• _What the task requires_: Set down exactly the lines running from the line with "Objective — a point for each instance of the lone" to the end of the listing below, both ends included.
---*---
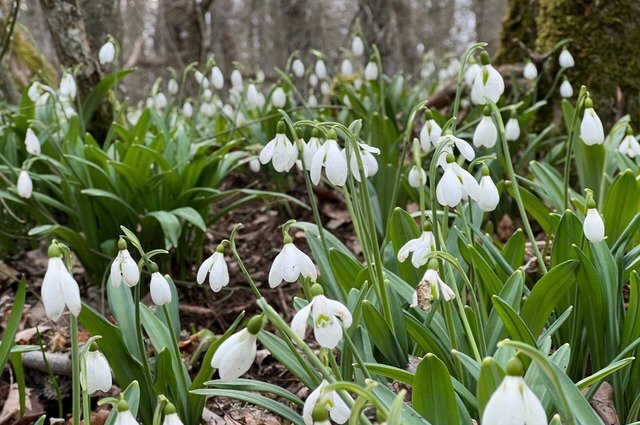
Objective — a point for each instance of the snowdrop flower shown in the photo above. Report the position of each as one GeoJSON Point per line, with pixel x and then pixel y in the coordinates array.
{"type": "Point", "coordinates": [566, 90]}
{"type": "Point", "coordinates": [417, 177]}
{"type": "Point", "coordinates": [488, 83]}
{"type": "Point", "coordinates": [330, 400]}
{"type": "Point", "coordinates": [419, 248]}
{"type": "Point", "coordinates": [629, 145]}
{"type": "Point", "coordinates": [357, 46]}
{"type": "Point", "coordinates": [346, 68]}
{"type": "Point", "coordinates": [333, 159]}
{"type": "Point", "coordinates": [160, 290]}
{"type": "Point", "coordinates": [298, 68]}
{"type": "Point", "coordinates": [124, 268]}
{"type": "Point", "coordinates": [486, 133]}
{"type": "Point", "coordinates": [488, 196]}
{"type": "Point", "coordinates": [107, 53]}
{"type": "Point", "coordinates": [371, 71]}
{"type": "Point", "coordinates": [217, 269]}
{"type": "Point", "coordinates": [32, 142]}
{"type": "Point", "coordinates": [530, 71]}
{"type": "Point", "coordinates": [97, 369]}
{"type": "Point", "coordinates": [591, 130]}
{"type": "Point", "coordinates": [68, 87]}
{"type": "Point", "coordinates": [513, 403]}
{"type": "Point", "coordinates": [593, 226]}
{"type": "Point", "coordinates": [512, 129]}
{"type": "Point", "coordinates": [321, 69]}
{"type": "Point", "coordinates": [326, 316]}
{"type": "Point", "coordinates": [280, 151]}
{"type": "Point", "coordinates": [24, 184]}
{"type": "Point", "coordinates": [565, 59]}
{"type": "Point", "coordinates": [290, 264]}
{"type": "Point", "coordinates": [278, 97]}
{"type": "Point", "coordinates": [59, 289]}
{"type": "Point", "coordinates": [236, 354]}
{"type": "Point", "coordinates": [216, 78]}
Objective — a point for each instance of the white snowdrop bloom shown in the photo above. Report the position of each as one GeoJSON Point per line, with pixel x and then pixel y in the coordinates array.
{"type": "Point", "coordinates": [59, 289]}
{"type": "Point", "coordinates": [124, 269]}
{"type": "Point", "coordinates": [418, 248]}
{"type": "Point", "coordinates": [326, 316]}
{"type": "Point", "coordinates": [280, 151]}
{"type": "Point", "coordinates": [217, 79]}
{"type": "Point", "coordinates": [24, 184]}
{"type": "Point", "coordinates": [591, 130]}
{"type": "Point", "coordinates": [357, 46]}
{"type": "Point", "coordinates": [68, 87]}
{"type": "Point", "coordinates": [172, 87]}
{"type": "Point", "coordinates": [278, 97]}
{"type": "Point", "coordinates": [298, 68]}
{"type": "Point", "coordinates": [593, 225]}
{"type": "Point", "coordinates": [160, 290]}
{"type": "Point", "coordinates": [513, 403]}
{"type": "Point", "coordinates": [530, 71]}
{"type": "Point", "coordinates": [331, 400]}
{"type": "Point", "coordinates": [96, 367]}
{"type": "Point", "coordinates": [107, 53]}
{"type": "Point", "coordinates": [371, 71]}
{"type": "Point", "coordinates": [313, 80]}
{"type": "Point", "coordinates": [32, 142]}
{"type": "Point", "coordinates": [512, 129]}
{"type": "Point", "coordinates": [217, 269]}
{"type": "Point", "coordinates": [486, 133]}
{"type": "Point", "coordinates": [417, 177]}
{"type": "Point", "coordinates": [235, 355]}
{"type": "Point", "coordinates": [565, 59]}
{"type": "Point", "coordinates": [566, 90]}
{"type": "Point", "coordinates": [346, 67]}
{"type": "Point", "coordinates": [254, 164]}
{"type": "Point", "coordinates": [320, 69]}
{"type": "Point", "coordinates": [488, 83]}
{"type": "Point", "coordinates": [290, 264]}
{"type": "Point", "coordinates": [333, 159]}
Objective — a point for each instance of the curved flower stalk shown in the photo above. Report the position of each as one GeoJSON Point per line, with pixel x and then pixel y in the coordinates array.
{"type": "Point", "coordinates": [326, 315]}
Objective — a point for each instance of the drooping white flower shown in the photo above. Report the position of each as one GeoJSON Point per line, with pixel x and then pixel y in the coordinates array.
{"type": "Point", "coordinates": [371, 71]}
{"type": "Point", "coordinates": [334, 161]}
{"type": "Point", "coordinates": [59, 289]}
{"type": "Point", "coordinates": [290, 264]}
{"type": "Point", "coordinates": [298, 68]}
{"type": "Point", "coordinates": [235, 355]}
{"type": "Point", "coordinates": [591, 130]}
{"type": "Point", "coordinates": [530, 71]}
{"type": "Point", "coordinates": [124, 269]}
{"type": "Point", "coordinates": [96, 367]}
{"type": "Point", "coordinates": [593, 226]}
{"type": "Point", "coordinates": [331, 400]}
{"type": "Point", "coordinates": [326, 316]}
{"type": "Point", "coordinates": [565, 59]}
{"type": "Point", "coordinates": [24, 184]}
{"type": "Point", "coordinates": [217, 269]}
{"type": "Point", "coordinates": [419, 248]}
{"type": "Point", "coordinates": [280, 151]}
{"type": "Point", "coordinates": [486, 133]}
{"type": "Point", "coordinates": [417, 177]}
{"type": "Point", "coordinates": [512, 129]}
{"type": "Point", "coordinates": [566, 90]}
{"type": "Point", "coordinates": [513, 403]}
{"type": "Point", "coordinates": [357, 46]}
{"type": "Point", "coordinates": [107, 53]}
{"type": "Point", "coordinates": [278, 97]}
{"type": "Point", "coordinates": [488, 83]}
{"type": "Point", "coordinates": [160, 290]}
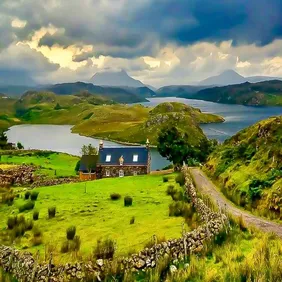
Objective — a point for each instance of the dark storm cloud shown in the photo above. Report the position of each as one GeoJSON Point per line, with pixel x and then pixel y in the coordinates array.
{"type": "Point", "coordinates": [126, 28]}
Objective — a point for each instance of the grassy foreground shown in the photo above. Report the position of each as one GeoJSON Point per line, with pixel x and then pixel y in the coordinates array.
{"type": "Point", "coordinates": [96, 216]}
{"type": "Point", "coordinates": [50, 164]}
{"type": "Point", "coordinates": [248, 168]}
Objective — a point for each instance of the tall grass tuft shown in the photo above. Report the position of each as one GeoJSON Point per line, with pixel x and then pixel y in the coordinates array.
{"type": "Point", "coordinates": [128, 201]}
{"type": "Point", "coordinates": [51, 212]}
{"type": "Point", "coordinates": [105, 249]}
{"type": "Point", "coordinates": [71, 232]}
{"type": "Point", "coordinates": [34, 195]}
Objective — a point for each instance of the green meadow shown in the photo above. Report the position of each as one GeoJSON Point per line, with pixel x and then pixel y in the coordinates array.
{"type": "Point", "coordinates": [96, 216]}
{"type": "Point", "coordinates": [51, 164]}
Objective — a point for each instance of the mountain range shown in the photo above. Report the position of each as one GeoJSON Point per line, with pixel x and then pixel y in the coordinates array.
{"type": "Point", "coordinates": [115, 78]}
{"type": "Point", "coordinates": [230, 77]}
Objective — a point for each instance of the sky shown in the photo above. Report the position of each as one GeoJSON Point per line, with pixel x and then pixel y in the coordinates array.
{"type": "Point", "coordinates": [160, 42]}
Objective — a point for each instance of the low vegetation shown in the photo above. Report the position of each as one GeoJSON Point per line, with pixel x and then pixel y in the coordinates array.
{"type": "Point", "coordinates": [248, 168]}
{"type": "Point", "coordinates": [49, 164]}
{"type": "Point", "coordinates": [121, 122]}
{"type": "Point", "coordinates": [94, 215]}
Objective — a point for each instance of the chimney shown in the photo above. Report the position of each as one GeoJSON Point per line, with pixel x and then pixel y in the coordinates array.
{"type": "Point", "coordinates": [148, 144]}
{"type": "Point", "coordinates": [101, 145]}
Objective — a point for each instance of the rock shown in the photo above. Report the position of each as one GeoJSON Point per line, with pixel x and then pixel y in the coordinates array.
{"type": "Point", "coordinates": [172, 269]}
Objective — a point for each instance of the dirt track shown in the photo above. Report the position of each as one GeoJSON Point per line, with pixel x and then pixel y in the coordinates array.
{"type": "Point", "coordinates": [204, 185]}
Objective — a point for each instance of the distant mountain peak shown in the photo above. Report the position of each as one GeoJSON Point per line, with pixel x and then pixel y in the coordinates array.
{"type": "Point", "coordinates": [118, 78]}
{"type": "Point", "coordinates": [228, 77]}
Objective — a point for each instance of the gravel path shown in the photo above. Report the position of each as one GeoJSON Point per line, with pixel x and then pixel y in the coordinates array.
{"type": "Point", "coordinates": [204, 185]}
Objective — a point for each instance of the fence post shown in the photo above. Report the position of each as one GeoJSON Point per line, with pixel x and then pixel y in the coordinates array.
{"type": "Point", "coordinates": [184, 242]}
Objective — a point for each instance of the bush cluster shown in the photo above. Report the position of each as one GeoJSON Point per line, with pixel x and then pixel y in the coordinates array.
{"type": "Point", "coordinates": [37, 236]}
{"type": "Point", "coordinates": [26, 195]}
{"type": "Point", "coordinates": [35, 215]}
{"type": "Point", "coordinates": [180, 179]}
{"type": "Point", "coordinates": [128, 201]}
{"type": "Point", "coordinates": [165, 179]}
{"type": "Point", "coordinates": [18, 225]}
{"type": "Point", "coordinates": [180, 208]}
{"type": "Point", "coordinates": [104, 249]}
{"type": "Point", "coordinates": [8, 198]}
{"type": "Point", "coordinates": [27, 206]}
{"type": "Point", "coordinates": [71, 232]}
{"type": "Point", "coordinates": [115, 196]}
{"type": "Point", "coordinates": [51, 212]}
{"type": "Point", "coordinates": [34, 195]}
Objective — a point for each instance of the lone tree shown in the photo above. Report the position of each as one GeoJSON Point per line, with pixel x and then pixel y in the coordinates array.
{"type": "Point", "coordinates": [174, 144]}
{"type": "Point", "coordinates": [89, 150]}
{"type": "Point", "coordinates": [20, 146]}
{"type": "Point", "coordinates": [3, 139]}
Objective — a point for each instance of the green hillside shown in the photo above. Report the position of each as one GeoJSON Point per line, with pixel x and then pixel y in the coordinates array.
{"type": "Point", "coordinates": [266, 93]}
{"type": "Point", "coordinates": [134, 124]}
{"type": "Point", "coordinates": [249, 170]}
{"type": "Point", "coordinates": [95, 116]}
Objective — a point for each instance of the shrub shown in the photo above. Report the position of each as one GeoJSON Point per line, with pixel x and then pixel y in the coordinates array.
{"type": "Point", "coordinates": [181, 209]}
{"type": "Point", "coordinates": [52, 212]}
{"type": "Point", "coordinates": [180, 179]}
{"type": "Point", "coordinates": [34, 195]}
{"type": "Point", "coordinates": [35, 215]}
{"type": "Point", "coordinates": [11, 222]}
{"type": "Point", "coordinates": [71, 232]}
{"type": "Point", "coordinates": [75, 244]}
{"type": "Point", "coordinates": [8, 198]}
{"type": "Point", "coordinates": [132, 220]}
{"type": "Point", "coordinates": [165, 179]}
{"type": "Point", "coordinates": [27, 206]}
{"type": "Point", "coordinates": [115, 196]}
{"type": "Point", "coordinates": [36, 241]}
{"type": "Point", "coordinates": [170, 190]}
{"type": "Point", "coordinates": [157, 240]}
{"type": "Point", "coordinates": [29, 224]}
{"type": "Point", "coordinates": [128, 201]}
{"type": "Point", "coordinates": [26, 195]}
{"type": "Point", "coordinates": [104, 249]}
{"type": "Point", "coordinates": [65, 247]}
---*---
• _Response to this exercise_:
Objective — a point for each instance of the lone tree shown in the photo above. Report the position of each as one GeoJSON Point per line, with pixel x and then pixel y in the coordinates array.
{"type": "Point", "coordinates": [174, 144]}
{"type": "Point", "coordinates": [89, 150]}
{"type": "Point", "coordinates": [20, 146]}
{"type": "Point", "coordinates": [3, 139]}
Objective — a point for each instance of the green hillside shown in the photo above. Report the position of each as one GeoJSON Point per line, with pixel x and then pixel y in the coordinates array.
{"type": "Point", "coordinates": [266, 93]}
{"type": "Point", "coordinates": [134, 124]}
{"type": "Point", "coordinates": [249, 170]}
{"type": "Point", "coordinates": [95, 116]}
Objective — a point for each instance of the shrub shown in the photo above. Report the position of each as one GeoJSON Point per line, with pixel x and then pixel y in the coordinates array.
{"type": "Point", "coordinates": [181, 209]}
{"type": "Point", "coordinates": [52, 212]}
{"type": "Point", "coordinates": [180, 179]}
{"type": "Point", "coordinates": [34, 195]}
{"type": "Point", "coordinates": [35, 215]}
{"type": "Point", "coordinates": [11, 222]}
{"type": "Point", "coordinates": [71, 232]}
{"type": "Point", "coordinates": [75, 244]}
{"type": "Point", "coordinates": [8, 198]}
{"type": "Point", "coordinates": [132, 220]}
{"type": "Point", "coordinates": [165, 179]}
{"type": "Point", "coordinates": [27, 206]}
{"type": "Point", "coordinates": [115, 196]}
{"type": "Point", "coordinates": [36, 241]}
{"type": "Point", "coordinates": [170, 190]}
{"type": "Point", "coordinates": [157, 240]}
{"type": "Point", "coordinates": [29, 224]}
{"type": "Point", "coordinates": [128, 201]}
{"type": "Point", "coordinates": [26, 195]}
{"type": "Point", "coordinates": [104, 249]}
{"type": "Point", "coordinates": [65, 247]}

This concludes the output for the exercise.